▸ **Exercise instructions**
Output exactly the lines between the line that contains "Objective — one dot on each instance of the distant" and the last line of the material, counting both.

▸ **Stored data**
_ _ _

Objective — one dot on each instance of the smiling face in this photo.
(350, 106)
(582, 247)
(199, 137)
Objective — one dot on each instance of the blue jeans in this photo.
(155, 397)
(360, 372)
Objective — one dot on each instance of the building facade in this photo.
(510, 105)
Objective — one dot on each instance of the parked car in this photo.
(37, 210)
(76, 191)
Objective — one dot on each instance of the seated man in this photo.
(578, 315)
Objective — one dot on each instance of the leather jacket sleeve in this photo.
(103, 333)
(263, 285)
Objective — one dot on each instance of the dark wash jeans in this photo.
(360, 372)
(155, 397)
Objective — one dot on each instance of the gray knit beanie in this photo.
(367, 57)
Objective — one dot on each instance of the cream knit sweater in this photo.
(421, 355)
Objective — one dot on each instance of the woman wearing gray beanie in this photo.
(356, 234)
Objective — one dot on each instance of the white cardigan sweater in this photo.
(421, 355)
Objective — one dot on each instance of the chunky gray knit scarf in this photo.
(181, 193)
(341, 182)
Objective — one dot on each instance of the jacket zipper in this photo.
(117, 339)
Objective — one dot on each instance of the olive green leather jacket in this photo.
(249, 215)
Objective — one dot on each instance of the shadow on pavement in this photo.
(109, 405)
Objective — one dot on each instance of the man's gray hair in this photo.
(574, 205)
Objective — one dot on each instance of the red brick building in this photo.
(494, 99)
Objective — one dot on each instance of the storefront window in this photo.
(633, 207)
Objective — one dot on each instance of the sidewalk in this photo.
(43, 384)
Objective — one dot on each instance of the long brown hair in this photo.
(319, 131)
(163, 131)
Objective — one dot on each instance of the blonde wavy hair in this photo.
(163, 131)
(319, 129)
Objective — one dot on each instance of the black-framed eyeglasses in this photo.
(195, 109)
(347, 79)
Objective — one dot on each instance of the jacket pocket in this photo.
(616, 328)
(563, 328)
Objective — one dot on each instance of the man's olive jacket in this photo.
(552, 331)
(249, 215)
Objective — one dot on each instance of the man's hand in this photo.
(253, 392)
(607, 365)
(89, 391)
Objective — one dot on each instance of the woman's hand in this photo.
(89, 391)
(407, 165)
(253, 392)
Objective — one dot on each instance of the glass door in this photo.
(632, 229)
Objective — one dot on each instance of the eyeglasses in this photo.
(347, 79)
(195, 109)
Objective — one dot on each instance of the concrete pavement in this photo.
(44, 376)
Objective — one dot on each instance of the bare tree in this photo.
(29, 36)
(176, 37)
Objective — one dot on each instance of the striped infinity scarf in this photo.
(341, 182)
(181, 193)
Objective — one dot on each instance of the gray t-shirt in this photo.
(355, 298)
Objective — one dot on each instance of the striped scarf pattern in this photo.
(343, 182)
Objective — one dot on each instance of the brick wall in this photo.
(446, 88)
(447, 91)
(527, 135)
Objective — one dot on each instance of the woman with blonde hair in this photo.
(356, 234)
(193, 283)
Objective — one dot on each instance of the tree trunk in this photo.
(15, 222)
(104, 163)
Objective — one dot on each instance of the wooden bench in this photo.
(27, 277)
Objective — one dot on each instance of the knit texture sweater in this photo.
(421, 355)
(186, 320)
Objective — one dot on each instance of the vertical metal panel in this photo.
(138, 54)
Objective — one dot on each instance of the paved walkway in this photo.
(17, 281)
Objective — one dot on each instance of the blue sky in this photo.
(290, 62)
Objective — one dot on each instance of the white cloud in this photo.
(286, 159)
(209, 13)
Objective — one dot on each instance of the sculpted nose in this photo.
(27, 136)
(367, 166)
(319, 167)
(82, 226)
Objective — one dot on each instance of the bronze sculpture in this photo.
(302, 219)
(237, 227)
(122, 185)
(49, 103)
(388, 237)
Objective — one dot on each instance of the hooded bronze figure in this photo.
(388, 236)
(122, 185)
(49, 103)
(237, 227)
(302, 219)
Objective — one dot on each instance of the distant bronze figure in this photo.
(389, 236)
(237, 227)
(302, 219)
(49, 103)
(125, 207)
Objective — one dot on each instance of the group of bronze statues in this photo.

_ _ _

▸ **Result**
Objective — one dot on each instance of the distant bronze figure in this photo.
(389, 236)
(237, 227)
(302, 219)
(49, 103)
(125, 207)
Objective — one dot on each instance of the group of bronze statues in this photo.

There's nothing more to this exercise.